§ EXERCISE OBJECTIVE
Pick out and copy each line in the material below that contains the string "woman", treating uppercase and lowercase letters as different.

Dataset excerpt
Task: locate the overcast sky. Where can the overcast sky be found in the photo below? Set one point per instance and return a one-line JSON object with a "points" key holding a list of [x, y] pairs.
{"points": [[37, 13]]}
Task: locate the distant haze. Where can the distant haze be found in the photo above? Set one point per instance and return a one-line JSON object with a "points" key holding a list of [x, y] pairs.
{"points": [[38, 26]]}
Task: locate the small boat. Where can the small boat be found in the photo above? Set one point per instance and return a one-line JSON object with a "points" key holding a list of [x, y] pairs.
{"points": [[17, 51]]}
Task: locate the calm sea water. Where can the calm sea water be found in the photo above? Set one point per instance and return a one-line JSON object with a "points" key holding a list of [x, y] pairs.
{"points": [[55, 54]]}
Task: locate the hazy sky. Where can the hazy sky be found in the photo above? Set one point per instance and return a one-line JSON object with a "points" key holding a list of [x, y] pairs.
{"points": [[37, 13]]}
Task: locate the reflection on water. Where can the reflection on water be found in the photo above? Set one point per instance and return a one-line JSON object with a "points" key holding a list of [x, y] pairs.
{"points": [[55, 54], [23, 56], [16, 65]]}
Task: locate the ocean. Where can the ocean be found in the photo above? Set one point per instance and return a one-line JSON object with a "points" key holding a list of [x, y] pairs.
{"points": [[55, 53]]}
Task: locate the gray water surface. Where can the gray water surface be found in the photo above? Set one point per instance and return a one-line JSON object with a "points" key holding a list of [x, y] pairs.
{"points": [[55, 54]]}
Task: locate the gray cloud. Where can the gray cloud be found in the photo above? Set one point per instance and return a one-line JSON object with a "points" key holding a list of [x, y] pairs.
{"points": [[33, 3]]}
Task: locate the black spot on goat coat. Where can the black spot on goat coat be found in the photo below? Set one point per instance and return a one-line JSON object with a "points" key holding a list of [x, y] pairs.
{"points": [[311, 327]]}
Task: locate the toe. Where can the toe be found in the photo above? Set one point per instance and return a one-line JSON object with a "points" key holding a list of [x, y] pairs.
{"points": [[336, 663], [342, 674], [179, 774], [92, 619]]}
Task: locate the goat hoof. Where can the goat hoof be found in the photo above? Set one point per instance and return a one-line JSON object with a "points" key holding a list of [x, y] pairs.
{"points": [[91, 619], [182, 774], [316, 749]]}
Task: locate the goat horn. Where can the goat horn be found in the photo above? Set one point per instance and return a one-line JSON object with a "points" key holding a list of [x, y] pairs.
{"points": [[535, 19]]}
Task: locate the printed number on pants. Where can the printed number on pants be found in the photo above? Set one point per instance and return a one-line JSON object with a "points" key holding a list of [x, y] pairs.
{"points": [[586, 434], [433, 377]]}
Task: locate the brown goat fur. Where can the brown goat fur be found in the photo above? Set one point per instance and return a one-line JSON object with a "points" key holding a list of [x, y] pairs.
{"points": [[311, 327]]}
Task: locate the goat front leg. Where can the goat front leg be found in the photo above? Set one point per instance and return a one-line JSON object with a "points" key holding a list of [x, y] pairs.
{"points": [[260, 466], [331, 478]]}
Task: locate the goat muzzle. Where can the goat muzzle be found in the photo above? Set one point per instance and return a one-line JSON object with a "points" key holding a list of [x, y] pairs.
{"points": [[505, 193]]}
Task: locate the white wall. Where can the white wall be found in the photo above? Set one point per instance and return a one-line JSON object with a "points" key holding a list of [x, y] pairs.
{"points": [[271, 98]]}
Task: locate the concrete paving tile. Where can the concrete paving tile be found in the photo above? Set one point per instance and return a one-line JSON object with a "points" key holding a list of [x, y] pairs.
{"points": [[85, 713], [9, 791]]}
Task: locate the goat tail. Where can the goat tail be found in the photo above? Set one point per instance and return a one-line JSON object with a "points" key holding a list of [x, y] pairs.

---

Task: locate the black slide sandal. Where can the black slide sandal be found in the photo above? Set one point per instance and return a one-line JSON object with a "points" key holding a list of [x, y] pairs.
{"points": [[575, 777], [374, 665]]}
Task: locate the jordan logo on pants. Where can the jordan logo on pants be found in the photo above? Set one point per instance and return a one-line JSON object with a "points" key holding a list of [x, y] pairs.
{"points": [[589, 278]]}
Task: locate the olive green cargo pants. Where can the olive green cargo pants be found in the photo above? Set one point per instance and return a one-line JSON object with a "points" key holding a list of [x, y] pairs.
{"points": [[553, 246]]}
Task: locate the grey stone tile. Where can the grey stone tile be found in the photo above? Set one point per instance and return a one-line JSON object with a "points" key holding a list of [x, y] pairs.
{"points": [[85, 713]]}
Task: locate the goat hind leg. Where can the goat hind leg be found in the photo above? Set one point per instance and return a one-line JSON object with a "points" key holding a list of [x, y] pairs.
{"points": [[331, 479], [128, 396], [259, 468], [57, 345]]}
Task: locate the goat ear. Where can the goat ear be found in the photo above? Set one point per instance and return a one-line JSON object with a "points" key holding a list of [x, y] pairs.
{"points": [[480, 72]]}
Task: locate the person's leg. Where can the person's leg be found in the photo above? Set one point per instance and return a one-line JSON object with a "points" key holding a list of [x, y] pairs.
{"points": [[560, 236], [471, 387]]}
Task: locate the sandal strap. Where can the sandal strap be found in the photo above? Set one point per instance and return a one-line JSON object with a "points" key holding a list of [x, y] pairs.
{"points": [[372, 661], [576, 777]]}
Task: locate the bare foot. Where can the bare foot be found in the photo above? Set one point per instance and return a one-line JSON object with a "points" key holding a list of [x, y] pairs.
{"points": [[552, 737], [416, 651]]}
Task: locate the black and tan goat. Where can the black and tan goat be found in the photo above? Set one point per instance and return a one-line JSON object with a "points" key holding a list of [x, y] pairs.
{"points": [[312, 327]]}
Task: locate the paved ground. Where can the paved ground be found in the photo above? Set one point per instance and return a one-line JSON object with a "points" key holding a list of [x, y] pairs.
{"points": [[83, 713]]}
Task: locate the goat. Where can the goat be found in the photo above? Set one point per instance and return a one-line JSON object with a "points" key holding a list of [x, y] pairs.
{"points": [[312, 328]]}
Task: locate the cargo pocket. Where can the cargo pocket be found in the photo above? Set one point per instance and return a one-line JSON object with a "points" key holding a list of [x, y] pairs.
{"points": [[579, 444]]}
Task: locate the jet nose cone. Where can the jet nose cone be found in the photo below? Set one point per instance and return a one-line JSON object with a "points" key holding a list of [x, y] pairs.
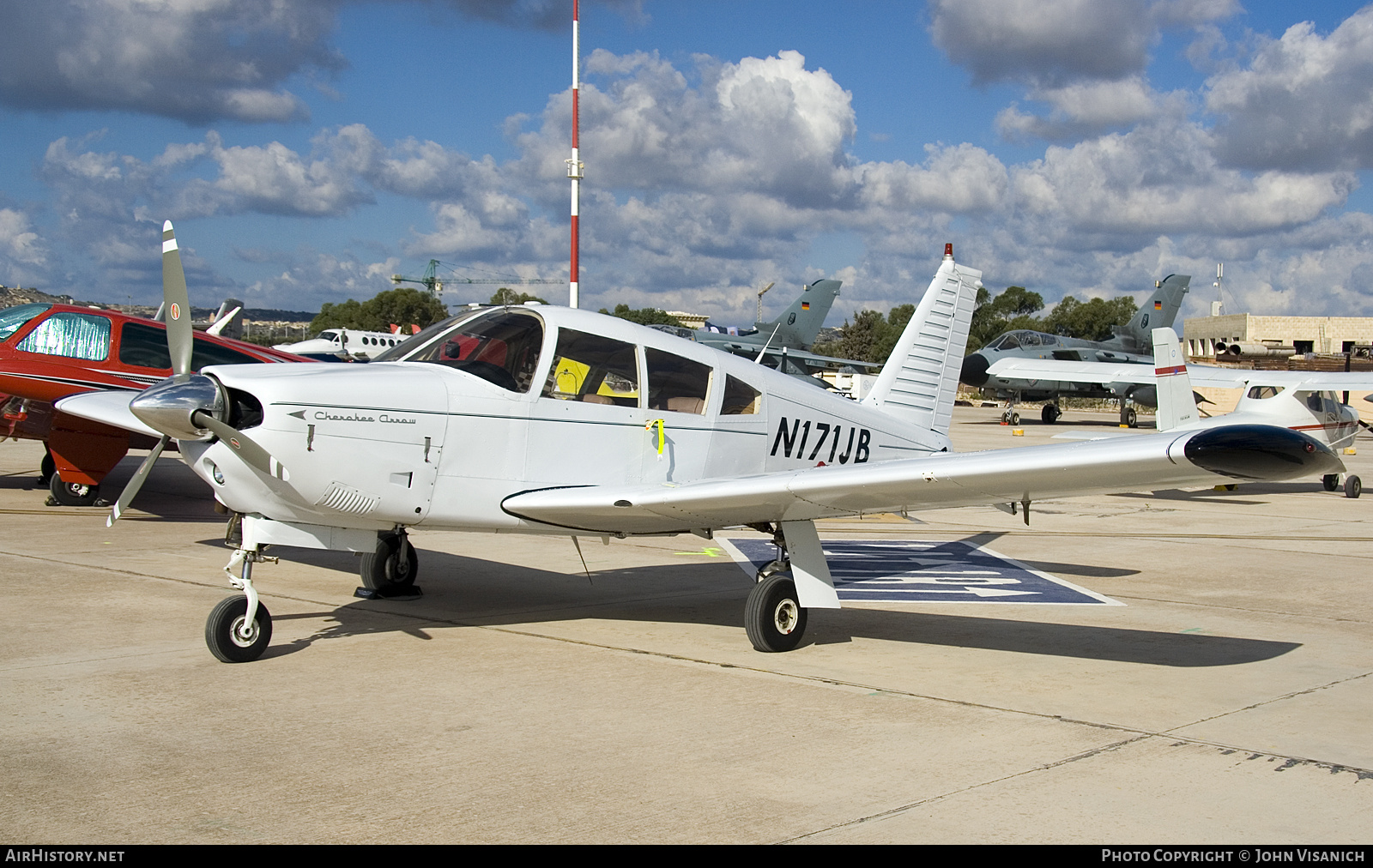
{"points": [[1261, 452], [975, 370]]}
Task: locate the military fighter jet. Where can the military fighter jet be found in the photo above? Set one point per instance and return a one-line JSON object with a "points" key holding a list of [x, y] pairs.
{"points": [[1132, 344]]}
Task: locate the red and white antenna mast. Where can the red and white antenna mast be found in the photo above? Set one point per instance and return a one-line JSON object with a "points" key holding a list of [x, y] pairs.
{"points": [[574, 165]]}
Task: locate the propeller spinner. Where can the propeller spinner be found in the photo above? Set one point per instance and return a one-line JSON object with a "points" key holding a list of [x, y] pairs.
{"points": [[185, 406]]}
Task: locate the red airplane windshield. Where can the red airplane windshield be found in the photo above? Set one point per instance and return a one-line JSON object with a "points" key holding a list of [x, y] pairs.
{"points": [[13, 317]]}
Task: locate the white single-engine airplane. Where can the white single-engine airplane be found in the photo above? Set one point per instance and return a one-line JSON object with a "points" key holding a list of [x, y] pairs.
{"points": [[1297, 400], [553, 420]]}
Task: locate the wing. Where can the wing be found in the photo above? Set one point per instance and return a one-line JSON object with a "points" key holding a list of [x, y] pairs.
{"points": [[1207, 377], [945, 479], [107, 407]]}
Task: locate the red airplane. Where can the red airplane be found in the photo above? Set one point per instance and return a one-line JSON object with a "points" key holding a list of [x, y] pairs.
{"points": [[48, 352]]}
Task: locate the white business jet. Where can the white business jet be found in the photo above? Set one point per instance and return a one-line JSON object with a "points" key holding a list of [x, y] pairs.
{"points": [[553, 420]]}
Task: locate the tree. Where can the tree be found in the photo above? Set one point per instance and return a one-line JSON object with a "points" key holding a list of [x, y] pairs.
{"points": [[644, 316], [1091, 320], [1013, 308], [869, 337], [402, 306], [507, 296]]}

...

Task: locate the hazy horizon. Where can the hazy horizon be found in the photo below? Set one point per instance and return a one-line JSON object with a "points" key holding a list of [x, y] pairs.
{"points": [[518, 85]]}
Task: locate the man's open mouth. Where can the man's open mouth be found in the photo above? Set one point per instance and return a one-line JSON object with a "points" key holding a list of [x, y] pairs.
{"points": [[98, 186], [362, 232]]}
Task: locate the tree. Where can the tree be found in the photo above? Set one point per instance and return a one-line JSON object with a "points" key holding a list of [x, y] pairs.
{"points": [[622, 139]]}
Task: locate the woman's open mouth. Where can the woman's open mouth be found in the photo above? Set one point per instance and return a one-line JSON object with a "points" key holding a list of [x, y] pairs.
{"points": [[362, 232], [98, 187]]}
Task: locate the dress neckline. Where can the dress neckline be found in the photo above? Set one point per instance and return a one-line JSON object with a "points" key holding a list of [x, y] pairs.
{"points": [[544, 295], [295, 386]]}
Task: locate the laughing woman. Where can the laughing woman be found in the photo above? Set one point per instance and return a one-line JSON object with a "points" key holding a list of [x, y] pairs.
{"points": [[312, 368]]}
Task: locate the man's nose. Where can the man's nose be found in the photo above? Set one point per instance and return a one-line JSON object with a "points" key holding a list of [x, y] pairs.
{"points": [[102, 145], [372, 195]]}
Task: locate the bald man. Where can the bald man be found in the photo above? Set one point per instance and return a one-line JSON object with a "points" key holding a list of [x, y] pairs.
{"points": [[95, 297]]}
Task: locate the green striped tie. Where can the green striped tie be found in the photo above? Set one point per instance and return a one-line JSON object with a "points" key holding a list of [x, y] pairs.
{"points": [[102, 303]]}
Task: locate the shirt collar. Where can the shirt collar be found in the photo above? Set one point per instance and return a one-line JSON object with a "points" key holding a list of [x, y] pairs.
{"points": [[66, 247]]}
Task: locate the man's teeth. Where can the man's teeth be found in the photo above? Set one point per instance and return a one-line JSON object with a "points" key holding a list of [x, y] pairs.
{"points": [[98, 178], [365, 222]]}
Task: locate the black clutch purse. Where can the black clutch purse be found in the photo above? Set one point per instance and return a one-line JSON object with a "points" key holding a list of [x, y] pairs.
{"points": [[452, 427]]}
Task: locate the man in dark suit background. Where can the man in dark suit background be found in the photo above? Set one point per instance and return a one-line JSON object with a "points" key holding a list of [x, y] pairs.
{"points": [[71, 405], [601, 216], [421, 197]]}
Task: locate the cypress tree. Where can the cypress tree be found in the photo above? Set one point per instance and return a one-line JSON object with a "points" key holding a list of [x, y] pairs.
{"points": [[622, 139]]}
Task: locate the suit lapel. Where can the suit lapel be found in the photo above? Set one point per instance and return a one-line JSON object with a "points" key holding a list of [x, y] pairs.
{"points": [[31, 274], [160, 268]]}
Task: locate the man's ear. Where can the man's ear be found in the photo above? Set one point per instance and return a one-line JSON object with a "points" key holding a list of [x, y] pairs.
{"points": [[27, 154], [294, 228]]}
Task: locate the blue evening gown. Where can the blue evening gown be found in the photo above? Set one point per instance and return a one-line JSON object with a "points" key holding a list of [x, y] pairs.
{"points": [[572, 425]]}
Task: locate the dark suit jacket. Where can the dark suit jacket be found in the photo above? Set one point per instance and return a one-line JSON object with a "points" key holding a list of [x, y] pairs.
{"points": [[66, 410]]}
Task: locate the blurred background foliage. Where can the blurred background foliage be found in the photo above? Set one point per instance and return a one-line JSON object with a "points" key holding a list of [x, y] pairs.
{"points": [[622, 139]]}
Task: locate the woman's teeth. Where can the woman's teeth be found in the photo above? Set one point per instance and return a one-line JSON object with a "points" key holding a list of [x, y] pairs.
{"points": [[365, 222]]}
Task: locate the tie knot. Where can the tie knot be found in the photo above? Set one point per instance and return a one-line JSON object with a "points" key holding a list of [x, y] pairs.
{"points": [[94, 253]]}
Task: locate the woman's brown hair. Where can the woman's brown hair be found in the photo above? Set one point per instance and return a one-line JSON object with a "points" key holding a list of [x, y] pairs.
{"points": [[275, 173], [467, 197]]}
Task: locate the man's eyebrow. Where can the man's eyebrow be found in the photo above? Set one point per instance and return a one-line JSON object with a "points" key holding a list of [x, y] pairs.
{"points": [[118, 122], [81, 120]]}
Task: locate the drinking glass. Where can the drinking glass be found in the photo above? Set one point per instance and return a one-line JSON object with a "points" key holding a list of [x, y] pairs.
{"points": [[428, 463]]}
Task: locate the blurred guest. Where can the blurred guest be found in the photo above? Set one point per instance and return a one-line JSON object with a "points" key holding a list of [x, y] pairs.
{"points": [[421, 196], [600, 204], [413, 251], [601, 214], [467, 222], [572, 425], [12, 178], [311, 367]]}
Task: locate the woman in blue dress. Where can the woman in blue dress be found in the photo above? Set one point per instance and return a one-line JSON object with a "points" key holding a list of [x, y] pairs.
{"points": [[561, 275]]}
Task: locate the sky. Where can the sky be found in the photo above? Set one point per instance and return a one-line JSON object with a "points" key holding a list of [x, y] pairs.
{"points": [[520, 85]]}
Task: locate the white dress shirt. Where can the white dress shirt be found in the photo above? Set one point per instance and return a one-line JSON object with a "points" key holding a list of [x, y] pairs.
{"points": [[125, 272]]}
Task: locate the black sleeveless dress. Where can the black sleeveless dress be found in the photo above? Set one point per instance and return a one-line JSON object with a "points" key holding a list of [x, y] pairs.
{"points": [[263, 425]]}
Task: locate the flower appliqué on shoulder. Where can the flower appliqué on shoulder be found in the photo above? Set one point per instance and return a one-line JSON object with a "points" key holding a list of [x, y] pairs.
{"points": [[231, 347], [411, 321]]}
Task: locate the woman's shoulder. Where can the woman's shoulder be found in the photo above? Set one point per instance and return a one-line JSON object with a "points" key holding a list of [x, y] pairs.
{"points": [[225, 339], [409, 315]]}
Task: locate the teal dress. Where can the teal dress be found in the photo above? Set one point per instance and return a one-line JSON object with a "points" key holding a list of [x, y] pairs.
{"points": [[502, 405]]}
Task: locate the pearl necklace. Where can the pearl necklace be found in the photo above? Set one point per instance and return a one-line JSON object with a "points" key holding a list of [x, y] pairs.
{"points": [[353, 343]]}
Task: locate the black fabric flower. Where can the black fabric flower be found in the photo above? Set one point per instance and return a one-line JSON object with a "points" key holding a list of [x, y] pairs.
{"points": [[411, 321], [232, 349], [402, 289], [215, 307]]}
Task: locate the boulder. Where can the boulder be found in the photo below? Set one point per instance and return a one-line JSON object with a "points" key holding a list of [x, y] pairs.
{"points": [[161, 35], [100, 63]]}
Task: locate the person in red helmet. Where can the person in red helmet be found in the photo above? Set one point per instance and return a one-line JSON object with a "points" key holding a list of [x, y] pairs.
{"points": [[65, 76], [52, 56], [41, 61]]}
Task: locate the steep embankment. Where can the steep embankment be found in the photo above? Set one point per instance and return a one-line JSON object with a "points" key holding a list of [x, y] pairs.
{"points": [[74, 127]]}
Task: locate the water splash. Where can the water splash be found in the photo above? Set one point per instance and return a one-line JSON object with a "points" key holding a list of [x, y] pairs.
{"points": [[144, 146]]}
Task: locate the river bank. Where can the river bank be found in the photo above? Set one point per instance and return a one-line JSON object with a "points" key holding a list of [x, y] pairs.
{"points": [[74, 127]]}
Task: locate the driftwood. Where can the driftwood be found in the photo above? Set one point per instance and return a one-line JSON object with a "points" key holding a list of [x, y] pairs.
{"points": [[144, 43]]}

§ RESPONSE
Task: locate the woman's open mouth. Where can the woman's open mouth be found in the photo above? Set one point per instance and return a one-line JSON object with a "points" key holding a list of [x, y] pairs.
Task: locate the laughing woman. Where can the laughing woman be found in the photo above? Set one point per instance and return a one-line JSON object with a "points" key holding a list of [x, y] pairs.
Task: locate the woman's teeth. Where can the woman's teeth be found in the photo above? Set one point per instance and return a one-line JSON object with a "points" key holding a list of [x, y] pairs.
Task: locate the woman's brown hair. Where can the woman's brown hair be found in the photo above? Set one point per instance and return a one-line JSON object with a "points" key holding a list of [x, y] pairs.
Task: locate the woman in blue dress. Where can the woman in blue dress be found in the photo above? Set one point per instance and return a one-line JSON object with a "points" key holding a list of [x, y] pairs.
Task: locate the woman's shoulder. Where can the woman's shoulder be found in the photo above? Set one point per instance and return a one-line JSON object with a "points" key holding a list of [x, y] pairs.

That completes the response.